**Exercise goal:**
Repeat the listing below in full, exactly.

**Data extracts:**
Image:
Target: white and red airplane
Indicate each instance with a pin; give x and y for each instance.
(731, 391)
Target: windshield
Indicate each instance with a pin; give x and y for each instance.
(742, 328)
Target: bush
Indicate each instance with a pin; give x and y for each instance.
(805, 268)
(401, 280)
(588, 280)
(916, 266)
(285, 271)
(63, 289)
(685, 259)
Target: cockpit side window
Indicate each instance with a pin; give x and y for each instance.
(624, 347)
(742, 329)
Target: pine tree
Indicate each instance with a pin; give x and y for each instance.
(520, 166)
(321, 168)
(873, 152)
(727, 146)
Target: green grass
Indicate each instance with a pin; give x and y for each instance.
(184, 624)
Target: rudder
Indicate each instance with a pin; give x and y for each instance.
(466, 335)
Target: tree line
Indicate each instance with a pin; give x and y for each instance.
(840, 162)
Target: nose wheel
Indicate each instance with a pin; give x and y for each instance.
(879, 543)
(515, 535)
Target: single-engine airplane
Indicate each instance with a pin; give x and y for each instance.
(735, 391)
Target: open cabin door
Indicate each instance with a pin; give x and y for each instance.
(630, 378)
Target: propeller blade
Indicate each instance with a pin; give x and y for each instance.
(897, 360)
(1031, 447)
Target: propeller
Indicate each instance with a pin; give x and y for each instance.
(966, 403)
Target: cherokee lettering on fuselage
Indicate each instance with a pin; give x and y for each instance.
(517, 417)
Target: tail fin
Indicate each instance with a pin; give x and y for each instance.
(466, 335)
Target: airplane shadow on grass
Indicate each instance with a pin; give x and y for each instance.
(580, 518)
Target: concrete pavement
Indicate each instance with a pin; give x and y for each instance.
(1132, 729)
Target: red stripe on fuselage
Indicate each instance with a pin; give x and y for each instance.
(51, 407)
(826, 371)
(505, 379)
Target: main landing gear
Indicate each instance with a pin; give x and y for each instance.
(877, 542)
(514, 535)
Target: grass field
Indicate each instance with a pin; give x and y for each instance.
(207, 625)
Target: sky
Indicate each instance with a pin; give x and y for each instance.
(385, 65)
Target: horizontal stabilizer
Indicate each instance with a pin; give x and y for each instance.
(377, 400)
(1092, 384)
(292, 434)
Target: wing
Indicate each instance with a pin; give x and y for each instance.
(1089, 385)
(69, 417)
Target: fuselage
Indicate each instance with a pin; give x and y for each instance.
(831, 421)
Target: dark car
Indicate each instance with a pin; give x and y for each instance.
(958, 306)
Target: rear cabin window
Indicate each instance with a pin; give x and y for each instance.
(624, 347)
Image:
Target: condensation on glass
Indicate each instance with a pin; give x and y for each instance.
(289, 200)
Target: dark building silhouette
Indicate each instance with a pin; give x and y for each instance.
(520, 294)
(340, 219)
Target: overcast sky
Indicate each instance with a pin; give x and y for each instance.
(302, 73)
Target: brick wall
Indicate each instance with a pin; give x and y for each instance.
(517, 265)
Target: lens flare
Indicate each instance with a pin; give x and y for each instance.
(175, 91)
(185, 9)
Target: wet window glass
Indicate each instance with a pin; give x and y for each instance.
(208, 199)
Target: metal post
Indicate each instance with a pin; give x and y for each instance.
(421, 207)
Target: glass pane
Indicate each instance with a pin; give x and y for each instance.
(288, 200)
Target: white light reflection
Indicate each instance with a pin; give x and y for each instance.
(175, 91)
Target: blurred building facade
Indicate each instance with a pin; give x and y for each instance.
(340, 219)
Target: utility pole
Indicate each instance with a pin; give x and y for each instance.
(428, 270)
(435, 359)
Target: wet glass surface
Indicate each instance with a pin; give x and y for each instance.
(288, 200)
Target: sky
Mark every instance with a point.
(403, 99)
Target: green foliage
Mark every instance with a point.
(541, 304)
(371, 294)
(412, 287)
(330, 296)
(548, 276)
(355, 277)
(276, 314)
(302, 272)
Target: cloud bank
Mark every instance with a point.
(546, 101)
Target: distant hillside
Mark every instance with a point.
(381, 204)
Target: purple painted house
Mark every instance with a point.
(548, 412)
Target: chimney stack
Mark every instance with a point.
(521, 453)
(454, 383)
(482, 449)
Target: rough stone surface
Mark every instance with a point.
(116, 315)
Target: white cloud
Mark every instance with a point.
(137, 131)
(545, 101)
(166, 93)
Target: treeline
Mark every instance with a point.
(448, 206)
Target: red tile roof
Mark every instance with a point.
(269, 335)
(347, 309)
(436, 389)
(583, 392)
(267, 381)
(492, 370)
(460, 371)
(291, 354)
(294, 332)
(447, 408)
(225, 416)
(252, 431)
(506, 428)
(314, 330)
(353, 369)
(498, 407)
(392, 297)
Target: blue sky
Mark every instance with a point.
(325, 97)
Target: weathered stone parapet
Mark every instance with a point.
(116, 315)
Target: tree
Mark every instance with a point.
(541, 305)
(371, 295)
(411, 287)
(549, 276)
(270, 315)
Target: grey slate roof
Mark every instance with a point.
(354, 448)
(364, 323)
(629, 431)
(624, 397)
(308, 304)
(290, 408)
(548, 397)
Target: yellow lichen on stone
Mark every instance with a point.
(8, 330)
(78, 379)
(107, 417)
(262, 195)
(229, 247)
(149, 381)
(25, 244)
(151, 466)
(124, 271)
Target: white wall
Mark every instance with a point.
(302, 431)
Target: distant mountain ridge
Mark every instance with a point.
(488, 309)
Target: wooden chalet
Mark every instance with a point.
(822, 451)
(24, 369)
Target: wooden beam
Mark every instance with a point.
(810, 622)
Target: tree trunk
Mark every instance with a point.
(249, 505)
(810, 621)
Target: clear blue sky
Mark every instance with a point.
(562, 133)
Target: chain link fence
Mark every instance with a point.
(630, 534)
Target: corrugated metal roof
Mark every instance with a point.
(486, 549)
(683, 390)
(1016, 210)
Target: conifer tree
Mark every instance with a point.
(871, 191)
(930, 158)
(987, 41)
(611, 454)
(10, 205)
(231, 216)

**Task response:**
Image:
Target: white and red airplane
Indicate each instance with a pin; give x and y for each instance.
(731, 391)
Target: windshield
Indicate each instance with a pin; give x and y for each instance.
(742, 328)
Target: bush
Indicate each instance with a pin; give x and y for each instance.
(805, 268)
(401, 280)
(588, 280)
(916, 266)
(285, 271)
(63, 289)
(685, 259)
Target: cockpit side window
Indicate each instance with a pin; give x and y for each instance.
(624, 347)
(742, 329)
Target: pine tree
Indicate each instance with a pin; give x and y for each instance.
(520, 166)
(321, 168)
(873, 152)
(727, 146)
Target: green grass
Indicate each instance with a pin; give x and y for each instance.
(184, 624)
Target: rudder
Indicate each instance with a pin; give x and y for each instance.
(466, 335)
Target: tree line
Indicate each instance with a pin; give x and y for each instance.
(840, 162)
Target: nose wheel
Indicate each instance with a pin; give x and y for each instance.
(879, 543)
(515, 535)
Target: single-engine airplane
Indicate each instance with a pin; give x and y for each instance.
(735, 391)
Target: open cabin door
Indicate each instance with a pin; give x and y for each instance.
(630, 378)
Target: propeller blade
Indicate each instance with a pin; give x and y for each instance.
(897, 360)
(1031, 447)
Target: propeller
Indicate each instance with a pin; give x and y for each instance.
(966, 403)
Target: cherokee lettering on fuselage
Indicate each instance with a pin; give x and y for each instance.
(517, 417)
Target: tail fin
Indicate each instance with a pin; give x and y for each instance.
(466, 335)
Target: airplane shadow on grass
Indicate each instance with a pin; give x and y for each instance.
(580, 518)
Target: concrete pavement
Indicate each instance with a pin; give x and y for each instance.
(1132, 729)
Target: red stripe on fuselage
Indicate each instance with a pin; give x and y for each instance.
(51, 407)
(826, 371)
(505, 379)
Target: main landing gear
Indicate each instance with a pin; give x and y for each instance.
(877, 542)
(514, 535)
Target: grass field
Indicate each instance with a pin; give x and y for each instance.
(207, 625)
Target: sky
Indicate each instance with a pin; give x and y for each instance.
(385, 65)
Target: horizontal stabilizer
Indicate each instance with a pin; give x and y for each instance.
(377, 400)
(1092, 384)
(292, 434)
Target: wing
Indicate each instance with a pin; give x and y for each instance.
(1089, 385)
(69, 417)
Target: fuselage
Indicate each instance with a pin; give x and y for each instance.
(831, 421)
Target: dark car
Indicate each instance with a pin; give x and y for each instance.
(958, 306)
Target: rear cabin window
Indicate each instance with a pin; give x and y for each instance.
(624, 347)
Image:
Target: condensation on glass
Indicate each instance with a pin; give x and y for each instance.
(289, 200)
Target: dark building silhouette
Indicate each instance with a pin; give x and y for each instance.
(520, 294)
(340, 219)
Target: overcast sky
Indicate each instance with a pin; give x and y for each instance.
(302, 73)
Target: brick wall
Indicate each instance with a pin; give x and y for each instance.
(517, 265)
Target: lens flare
Indicate each instance with a pin; give x and y for each instance.
(175, 91)
(185, 9)
Target: wet window glass
Indicate each instance with a pin; give x and y for each instance.
(208, 199)
Target: metal post
Indicate each instance with a pin; give x and y for each instance.
(421, 207)
Target: glass pane
Indicate each instance with a pin; give x and y for each instance.
(288, 200)
Target: white light reflection
Indicate each instance with a pin; give x and y for each instance.
(175, 91)
Target: blurred building facade
Indicate each instance with a pin; give x and y for each instance.
(340, 219)
Target: utility pole
Indicate each instance with a pin; give x and y for each instance.
(428, 270)
(435, 359)
Target: wet glass surface
Indicate each instance with a pin; give x and y for each instance.
(288, 200)
Target: sky
Mark every instance with a point.
(403, 99)
Target: green foliage
Mark every instance with a point.
(541, 304)
(371, 294)
(412, 287)
(330, 296)
(548, 276)
(355, 277)
(276, 314)
(302, 272)
Target: cloud bank
Mark every instance with a point.
(546, 101)
Target: distant hillside
Mark every instance with a point.
(381, 204)
Target: purple painted house
Mark every instance with a point.
(548, 412)
Target: chimney stack
Mark every instance with a point.
(521, 453)
(454, 383)
(482, 449)
Target: rough stone surface
Mark every instance with a point.
(116, 315)
Target: white cloud
Mark every instance with a point.
(137, 131)
(545, 101)
(166, 93)
Target: treeline
Mark every instance with a point.
(448, 206)
Target: red tile roof
Mark every instance with a point.
(269, 335)
(347, 309)
(436, 389)
(583, 392)
(267, 381)
(492, 370)
(460, 371)
(291, 354)
(294, 332)
(447, 408)
(225, 416)
(252, 431)
(506, 428)
(314, 330)
(353, 369)
(498, 407)
(392, 297)
Target: blue sky
Mark every instance with a point.
(325, 97)
Target: weathered stone parapet
Mark every instance with a point.
(116, 315)
Target: tree
Mark every instance with a point.
(541, 305)
(371, 295)
(411, 287)
(549, 276)
(270, 315)
Target: grey slate roof
Mark every instance with a point.
(354, 448)
(364, 323)
(629, 431)
(624, 397)
(308, 304)
(290, 408)
(548, 397)
Target: yellow lichen on stone
Mark every instance with a point.
(8, 330)
(78, 379)
(107, 417)
(262, 195)
(229, 247)
(149, 381)
(25, 244)
(151, 466)
(124, 271)
Target: white wall
Mark every instance with a point.
(302, 431)
Target: distant mountain ridge
Mark every instance with a point.
(488, 309)
Target: wooden chalet
Mark every instance with a point.
(822, 451)
(24, 369)
Target: wooden beam
Mark every instance with a point.
(810, 622)
Target: tree trunk
Mark every instance with a point.
(249, 505)
(810, 621)
Target: clear blue sky
Mark every instance with a point.
(562, 133)
Target: chain link fence
Mark every instance with a point.
(630, 534)
Target: corrugated metal roof
Mark every instance with a point.
(486, 549)
(683, 390)
(1016, 210)
Target: conifer tree
Mark every instance with a point.
(871, 191)
(930, 158)
(987, 41)
(611, 454)
(10, 205)
(231, 216)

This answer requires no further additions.